■ **What is needed**
Which lines in the data contain the string "right"? Pick out each such line and copy it in full.

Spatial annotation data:
──────────

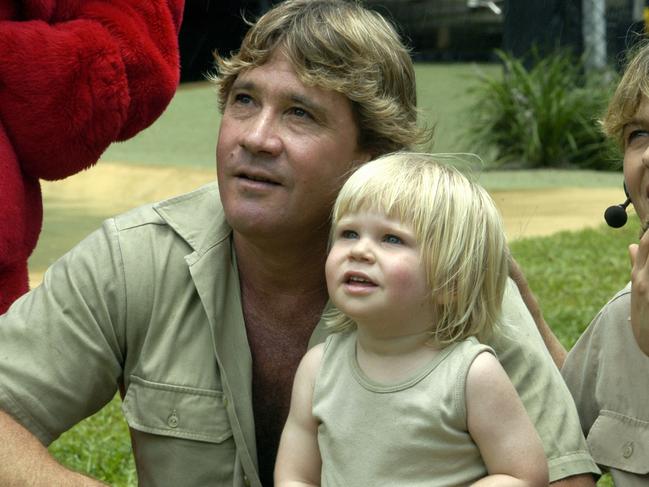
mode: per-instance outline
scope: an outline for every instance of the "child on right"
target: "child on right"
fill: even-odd
[[[486,191],[432,155],[381,157],[344,184],[330,244],[338,333],[298,368],[275,485],[547,486],[539,436],[479,341],[508,274]]]
[[[624,184],[640,219],[631,282],[597,314],[561,373],[593,459],[616,487],[649,485],[649,44],[640,45],[609,103],[604,132],[624,152]]]

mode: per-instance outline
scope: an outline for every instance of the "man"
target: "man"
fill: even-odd
[[[357,4],[282,3],[217,61],[220,190],[107,221],[0,317],[0,484],[91,485],[42,444],[119,388],[140,485],[272,485],[294,370],[327,333],[336,192],[426,132],[407,50]],[[551,477],[593,485],[574,405],[515,288],[504,304],[516,328],[493,346]]]

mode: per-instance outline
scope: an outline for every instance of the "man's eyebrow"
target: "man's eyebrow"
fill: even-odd
[[[235,79],[234,83],[232,83],[231,90],[254,90],[256,88],[256,85],[252,81],[248,80],[241,80],[241,79]]]
[[[308,110],[314,112],[316,115],[326,118],[327,110],[321,103],[314,102],[313,100],[297,93],[290,93],[288,98],[292,102],[298,103],[299,105],[302,105]]]

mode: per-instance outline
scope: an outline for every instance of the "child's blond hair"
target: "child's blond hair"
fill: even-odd
[[[396,152],[361,166],[336,199],[332,235],[342,217],[362,211],[409,225],[435,303],[432,341],[444,346],[493,331],[500,320],[508,250],[491,197],[440,158]],[[328,322],[339,331],[356,326],[337,309]]]

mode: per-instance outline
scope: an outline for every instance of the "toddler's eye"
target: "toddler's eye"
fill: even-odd
[[[389,244],[394,244],[394,245],[399,245],[403,243],[403,240],[401,238],[397,237],[396,235],[388,234],[383,237],[383,241]]]
[[[631,144],[633,141],[635,141],[635,140],[637,140],[637,139],[639,139],[641,137],[644,138],[644,137],[647,137],[647,136],[649,136],[649,132],[647,132],[646,130],[639,130],[639,129],[638,130],[632,130],[631,132],[629,132],[629,135],[626,138],[626,143]]]

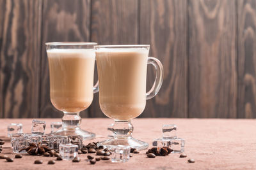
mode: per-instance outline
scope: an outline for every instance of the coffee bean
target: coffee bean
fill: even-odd
[[[95,150],[95,149],[93,149],[93,148],[90,148],[89,150],[88,150],[88,152],[89,153],[95,153],[96,152],[96,150]]]
[[[133,151],[133,152],[132,152],[133,153],[140,153],[140,152],[138,152],[138,150],[134,150]]]
[[[61,157],[58,157],[56,160],[62,160],[62,158]]]
[[[91,164],[95,164],[96,161],[94,160],[90,160],[90,163],[91,163]]]
[[[72,162],[80,162],[80,158],[75,157],[74,159],[73,159]]]
[[[103,150],[104,149],[104,146],[100,146],[98,148],[99,150]]]
[[[136,150],[136,148],[131,148],[131,153],[133,153],[133,152],[134,151],[134,150]]]
[[[1,155],[1,156],[0,156],[0,159],[6,159],[6,158],[8,158],[8,156],[6,155]]]
[[[35,160],[34,164],[43,164],[43,160]]]
[[[187,157],[187,155],[186,153],[181,153],[180,155],[180,158],[186,158]]]
[[[108,152],[109,150],[108,150],[108,148],[104,148],[104,151],[105,151],[105,152]]]
[[[147,157],[148,157],[149,158],[155,158],[156,155],[154,154],[153,153],[149,153],[147,154]]]
[[[83,153],[88,153],[88,150],[86,148],[86,150],[84,150],[83,148],[82,149],[82,152]]]
[[[50,160],[49,161],[48,161],[48,164],[55,164],[55,161],[53,160]]]
[[[104,154],[104,156],[109,156],[111,155],[109,152],[106,152]]]
[[[105,152],[102,150],[99,150],[97,152],[96,154],[98,155],[104,155]]]
[[[13,159],[10,157],[7,157],[6,159],[7,162],[13,162]]]
[[[51,156],[51,154],[48,152],[45,152],[45,153],[44,153],[44,157],[49,157]]]
[[[50,153],[51,157],[53,157],[53,155],[54,155],[54,154],[56,153],[56,152],[54,150],[51,150],[50,151],[48,151],[48,153]]]
[[[109,157],[102,157],[102,160],[109,160]]]
[[[88,155],[88,156],[87,156],[87,158],[88,158],[88,159],[93,159],[94,157],[92,157],[92,156],[91,156],[91,155]]]
[[[20,154],[16,154],[15,155],[15,158],[22,158],[22,155],[21,155]]]
[[[189,163],[195,163],[195,159],[189,159],[189,160],[188,160],[188,162]]]

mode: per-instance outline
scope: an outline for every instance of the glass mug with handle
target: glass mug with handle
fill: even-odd
[[[131,120],[144,110],[146,100],[154,97],[162,85],[163,69],[160,61],[148,57],[150,45],[95,46],[99,81],[99,103],[102,112],[114,119],[114,137],[97,143],[111,148],[125,145],[147,149],[147,143],[132,137]],[[146,92],[147,64],[156,68],[153,87]]]
[[[93,93],[99,91],[98,82],[93,87],[96,43],[46,43],[50,73],[50,97],[52,105],[64,113],[62,129],[54,134],[81,135],[84,139],[95,138],[92,132],[82,130],[79,112],[91,104]]]

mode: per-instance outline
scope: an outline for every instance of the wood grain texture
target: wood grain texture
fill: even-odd
[[[90,0],[44,1],[42,43],[41,60],[40,117],[62,117],[51,103],[48,60],[45,42],[89,41],[90,6]],[[88,117],[88,110],[81,113]]]
[[[96,0],[92,1],[92,41],[99,45],[138,44],[138,0]],[[99,104],[99,93],[94,94],[90,117],[105,117]]]
[[[237,1],[238,118],[256,118],[256,2]]]
[[[186,3],[141,1],[140,43],[150,44],[150,55],[159,59],[164,67],[162,87],[154,98],[147,101],[141,117],[187,117]],[[147,89],[155,78],[150,67]]]
[[[0,1],[0,117],[38,117],[41,4]]]
[[[236,118],[236,2],[188,2],[189,116]]]

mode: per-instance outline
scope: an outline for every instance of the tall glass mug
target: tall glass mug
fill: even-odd
[[[114,137],[99,143],[111,148],[126,145],[138,150],[148,144],[131,136],[133,126],[131,120],[144,110],[146,100],[154,97],[163,82],[163,69],[160,61],[149,57],[150,45],[95,46],[99,81],[99,103],[102,112],[115,120]],[[147,64],[156,71],[153,87],[146,92]]]
[[[47,43],[50,73],[50,96],[52,105],[64,113],[62,129],[55,134],[81,135],[84,139],[95,134],[81,129],[79,112],[91,104],[93,92],[99,91],[98,83],[93,87],[96,43]]]

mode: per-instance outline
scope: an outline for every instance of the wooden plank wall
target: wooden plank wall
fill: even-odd
[[[44,43],[64,41],[150,44],[141,117],[256,118],[255,23],[256,0],[0,0],[0,118],[62,117]],[[104,117],[94,96],[83,117]]]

──────────

■ **Correct output**
scope: an outline for every instance of the "child on right"
target: "child on right"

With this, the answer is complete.